_Study text_:
- - -

After spending more than eight years behind bars for his last “mercy killing,” Jack Kevorkian will be freed from a Michigan prison in June, a prison spokesman announced. Kevorkian, the infamous ‘Dr. Death’ and poster boy for the euthanasia movement, killed over 130 people through assisted suicides in the 1990s, until he was sent to jail in 1999 for violating Michigan’s ban on assisted suicide.

Leo Lalonde, the corrections spokesman, said the state of Michigan will parole Kevorkian in June, since he has promised he will not assist in any more suicides.

Kevorkian, 78, has been serving a 10- to 25-year sentence for the 1998 second-degree murder of Thomas Youk, 52, who had Lou Gehrig’s disease. That same year, Michigan banned the practice of assisted suicide. Youk’s death was videotaped and aired on CBS’s 60 Minutes. While Kevorkian has always been scheduled for parole on June 1, 2007, his lawyer, Mayer Morganroth, revealed that Kevorkian suffers from hepatitis C and diabetes and has less than a year to live.

Wesley J. Smith wrote in the Daily Standard that there will probably be a media rush to interview Kevorkian once he is released from prison. Will it be Katie Couric, Oprah Winfrey or Barbara Walters? Smith asks. More important, he wonders whether the media will continue their habit of reporting Kevorkian is a compassionate advocate of assisted suicide for the terminally ill or the much more disturbing truth: that he has a fetish for death and that his advocacy of physician-assisted suicide is not reserved for the terminally ill, but anyone who wants to die.

- - -

_Problem set_:
1. According to the Kevorkian article, what two illnesses did his lawyer reveal that Kevorkian suffers from?
2. Say whether each statement agrees with the Kevorkian article, and quote the words that decide it: (a) Kevorkian was sent to jail in 1999. (b) Thomas Youk had cancer. (c) Youk's death was shown on television.
3. Reproduce the passage of the Kevorkian article word for word, starting at "Leo Lalonde, the" and ending at "year to live.".

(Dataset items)
- - -

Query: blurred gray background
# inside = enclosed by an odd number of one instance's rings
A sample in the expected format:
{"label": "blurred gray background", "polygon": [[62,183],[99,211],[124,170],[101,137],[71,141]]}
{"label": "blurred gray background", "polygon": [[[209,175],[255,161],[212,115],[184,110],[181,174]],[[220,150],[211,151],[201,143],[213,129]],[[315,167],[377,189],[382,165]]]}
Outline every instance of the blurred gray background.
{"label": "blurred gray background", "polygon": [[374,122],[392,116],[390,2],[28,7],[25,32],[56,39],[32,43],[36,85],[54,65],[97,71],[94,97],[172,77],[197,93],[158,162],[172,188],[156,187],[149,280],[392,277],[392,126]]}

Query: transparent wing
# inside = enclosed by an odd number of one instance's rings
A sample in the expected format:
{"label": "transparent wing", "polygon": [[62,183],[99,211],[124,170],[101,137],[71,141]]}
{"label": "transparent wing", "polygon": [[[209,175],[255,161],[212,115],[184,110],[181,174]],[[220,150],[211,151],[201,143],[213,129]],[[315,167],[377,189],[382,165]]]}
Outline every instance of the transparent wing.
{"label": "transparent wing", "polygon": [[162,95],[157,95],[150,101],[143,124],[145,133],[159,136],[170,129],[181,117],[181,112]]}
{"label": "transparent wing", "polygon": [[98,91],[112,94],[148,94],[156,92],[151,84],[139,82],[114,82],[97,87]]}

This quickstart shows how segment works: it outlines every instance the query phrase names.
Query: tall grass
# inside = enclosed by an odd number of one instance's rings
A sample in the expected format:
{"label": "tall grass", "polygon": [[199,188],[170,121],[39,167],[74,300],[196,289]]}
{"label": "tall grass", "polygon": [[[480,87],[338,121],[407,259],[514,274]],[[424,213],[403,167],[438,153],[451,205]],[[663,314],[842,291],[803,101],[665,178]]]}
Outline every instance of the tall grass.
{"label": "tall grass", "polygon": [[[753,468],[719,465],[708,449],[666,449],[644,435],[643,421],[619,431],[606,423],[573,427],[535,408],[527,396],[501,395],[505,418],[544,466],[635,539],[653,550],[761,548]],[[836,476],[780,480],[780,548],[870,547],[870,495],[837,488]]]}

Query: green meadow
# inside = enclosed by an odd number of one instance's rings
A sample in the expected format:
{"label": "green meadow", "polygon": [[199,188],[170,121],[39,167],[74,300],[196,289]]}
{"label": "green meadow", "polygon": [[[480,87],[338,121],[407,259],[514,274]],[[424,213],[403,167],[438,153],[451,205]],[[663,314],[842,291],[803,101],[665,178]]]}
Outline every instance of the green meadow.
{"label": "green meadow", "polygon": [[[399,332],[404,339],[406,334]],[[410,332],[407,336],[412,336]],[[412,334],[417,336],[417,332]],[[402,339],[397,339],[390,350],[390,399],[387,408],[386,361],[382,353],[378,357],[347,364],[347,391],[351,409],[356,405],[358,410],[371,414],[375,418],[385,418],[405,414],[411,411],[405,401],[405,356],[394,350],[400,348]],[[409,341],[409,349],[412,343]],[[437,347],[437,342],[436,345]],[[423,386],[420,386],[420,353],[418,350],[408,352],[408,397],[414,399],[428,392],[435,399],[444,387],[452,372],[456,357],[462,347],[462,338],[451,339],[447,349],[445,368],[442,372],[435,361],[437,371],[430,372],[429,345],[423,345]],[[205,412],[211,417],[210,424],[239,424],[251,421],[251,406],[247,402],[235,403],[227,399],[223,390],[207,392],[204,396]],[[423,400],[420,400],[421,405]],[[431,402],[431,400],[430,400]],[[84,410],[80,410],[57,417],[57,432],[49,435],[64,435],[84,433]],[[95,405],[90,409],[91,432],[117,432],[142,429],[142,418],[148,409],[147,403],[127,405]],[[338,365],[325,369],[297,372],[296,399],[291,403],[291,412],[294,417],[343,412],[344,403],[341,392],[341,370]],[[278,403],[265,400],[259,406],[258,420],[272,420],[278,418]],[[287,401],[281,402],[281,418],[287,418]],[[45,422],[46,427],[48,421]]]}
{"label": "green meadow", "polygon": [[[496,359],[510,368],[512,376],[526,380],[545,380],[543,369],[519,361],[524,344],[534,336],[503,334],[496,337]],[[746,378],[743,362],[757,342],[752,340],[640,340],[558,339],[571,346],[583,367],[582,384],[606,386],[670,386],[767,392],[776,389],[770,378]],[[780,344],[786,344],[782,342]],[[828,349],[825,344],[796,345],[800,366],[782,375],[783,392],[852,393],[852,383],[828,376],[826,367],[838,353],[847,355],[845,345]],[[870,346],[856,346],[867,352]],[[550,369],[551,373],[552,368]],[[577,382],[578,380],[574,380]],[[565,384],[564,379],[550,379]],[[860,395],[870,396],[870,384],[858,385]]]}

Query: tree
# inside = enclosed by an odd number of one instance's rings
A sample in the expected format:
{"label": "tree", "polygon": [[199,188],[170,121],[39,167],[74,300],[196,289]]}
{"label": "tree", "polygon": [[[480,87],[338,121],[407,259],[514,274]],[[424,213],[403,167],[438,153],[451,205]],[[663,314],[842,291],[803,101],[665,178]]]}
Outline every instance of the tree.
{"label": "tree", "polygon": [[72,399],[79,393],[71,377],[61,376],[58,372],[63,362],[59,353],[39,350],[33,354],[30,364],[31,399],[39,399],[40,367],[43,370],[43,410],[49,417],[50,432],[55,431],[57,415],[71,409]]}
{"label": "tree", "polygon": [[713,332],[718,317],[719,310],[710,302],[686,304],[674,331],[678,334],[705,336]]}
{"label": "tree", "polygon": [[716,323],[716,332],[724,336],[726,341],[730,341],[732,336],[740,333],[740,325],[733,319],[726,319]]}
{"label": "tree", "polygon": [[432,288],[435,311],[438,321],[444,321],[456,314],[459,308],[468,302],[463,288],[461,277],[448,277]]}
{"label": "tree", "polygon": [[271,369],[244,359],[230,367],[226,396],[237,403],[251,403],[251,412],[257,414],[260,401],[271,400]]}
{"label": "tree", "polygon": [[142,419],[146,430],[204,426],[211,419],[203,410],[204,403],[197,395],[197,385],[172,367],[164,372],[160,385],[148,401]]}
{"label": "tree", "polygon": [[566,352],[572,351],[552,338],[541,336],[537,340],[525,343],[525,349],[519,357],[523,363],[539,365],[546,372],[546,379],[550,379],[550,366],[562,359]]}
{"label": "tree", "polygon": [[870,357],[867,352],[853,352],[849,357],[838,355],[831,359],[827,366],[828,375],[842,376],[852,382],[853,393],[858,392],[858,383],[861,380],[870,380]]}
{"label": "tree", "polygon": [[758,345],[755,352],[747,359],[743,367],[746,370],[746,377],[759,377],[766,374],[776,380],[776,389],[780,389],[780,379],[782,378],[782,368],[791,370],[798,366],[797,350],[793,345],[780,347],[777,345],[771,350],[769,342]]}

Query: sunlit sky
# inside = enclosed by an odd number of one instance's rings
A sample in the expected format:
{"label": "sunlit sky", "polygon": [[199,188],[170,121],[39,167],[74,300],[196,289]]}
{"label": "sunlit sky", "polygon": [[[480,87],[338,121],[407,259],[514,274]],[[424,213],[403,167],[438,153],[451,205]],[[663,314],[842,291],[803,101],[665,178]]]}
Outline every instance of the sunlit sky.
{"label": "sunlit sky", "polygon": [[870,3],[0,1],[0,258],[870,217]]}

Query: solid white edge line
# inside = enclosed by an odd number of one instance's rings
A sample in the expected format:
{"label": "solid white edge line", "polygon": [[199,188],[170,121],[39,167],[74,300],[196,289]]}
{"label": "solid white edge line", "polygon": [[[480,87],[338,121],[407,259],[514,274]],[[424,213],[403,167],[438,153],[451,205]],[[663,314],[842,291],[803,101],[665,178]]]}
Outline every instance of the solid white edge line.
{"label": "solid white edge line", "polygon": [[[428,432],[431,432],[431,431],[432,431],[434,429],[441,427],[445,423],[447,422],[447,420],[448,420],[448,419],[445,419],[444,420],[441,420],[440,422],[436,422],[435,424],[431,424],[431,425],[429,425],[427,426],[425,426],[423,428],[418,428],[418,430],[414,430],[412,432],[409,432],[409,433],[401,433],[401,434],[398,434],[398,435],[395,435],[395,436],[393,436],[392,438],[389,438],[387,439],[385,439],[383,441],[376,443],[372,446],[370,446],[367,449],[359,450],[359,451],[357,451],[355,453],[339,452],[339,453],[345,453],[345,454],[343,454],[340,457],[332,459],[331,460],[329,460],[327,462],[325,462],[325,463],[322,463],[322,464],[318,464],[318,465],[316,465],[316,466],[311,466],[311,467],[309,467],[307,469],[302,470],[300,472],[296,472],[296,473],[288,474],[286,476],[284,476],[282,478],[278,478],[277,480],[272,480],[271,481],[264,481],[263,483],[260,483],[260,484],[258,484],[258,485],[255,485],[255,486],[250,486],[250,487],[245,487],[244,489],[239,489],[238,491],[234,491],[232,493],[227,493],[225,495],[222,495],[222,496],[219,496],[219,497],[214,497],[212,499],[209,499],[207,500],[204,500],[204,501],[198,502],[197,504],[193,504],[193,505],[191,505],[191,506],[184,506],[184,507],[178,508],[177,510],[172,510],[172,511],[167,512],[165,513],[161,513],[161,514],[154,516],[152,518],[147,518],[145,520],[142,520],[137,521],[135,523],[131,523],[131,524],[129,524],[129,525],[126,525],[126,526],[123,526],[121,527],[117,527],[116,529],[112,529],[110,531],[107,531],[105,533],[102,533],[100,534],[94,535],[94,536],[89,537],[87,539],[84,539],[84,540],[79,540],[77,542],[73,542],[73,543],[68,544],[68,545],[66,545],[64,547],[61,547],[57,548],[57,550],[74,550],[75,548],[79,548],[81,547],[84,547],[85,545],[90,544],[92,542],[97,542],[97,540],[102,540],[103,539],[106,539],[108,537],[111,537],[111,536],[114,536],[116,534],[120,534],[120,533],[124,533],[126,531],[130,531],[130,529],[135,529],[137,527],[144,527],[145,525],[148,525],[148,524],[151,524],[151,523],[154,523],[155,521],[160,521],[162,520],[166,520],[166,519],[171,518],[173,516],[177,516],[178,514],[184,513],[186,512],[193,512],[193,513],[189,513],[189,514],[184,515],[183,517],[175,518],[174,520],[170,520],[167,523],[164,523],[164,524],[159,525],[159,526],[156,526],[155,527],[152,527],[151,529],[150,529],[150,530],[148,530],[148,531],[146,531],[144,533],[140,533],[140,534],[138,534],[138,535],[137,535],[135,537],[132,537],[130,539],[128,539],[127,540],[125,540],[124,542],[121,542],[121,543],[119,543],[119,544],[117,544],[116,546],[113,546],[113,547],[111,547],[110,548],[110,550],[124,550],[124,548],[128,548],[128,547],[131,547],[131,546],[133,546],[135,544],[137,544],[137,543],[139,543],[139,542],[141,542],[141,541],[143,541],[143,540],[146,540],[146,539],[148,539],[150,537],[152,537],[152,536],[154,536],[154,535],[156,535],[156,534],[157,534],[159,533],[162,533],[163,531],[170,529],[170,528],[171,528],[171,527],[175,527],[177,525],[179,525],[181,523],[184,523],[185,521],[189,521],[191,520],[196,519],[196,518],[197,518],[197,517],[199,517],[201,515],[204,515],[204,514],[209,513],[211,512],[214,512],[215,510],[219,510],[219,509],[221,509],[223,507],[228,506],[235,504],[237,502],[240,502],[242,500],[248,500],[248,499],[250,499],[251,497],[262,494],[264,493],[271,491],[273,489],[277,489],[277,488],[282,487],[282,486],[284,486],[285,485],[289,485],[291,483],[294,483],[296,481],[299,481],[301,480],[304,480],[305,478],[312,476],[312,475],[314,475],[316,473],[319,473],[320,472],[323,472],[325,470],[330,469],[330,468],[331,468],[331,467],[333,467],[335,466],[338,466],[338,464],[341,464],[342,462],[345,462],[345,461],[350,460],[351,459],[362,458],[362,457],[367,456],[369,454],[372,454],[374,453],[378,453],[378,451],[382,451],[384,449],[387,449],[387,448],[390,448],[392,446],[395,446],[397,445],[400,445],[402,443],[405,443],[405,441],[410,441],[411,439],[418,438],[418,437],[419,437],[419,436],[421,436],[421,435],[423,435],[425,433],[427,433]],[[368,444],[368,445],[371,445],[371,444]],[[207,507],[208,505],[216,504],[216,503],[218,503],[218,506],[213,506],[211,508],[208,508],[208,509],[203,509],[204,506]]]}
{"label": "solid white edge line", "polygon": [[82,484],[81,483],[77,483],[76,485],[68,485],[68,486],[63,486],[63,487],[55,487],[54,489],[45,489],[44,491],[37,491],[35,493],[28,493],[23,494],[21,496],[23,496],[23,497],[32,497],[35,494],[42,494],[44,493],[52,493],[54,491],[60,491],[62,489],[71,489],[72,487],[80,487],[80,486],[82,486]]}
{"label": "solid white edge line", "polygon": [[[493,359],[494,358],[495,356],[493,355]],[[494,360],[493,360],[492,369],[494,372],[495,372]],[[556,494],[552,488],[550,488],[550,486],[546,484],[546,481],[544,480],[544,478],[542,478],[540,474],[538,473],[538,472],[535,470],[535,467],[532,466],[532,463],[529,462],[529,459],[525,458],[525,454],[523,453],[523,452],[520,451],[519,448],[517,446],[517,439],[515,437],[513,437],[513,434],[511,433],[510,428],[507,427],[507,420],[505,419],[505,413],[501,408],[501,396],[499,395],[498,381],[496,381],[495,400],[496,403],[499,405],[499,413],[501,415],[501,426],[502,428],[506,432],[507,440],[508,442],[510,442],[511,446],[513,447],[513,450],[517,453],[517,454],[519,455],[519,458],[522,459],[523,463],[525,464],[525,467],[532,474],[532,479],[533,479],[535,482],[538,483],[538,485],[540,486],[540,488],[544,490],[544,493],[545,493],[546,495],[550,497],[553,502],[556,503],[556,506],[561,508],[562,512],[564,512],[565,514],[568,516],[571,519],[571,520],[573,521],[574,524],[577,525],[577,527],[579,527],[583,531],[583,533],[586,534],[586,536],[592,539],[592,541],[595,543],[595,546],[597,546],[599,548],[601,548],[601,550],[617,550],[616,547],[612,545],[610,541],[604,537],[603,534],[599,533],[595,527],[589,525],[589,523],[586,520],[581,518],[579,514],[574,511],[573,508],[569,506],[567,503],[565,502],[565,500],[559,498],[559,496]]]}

- - -

_Task solutions_:
1. Hepatitis C and diabetes.

2.
(a) Yes: "until he was sent to jail in 1999 for violating Michigan’s ban on assisted suicide."
(b) No: "who had Lou Gehrig’s disease."
(c) Yes: "Youk’s death was videotaped and aired on CBS’s 60 Minutes."

3.
Leo Lalonde, the corrections spokesman, said the state of Michigan will parole Kevorkian in June, since he has promised he will not assist in any more suicides.

Kevorkian, 78, has been serving a 10- to 25-year sentence for the 1998 second-degree murder of Thomas Youk, 52, who had Lou Gehrig’s disease. That same year, Michigan banned the practice of assisted suicide. Youk’s death was videotaped and aired on CBS’s 60 Minutes. While Kevorkian has always been scheduled for parole on June 1, 2007, his lawyer, Mayer Morganroth, revealed that Kevorkian suffers from hepatitis C and diabetes and has less than a year to live.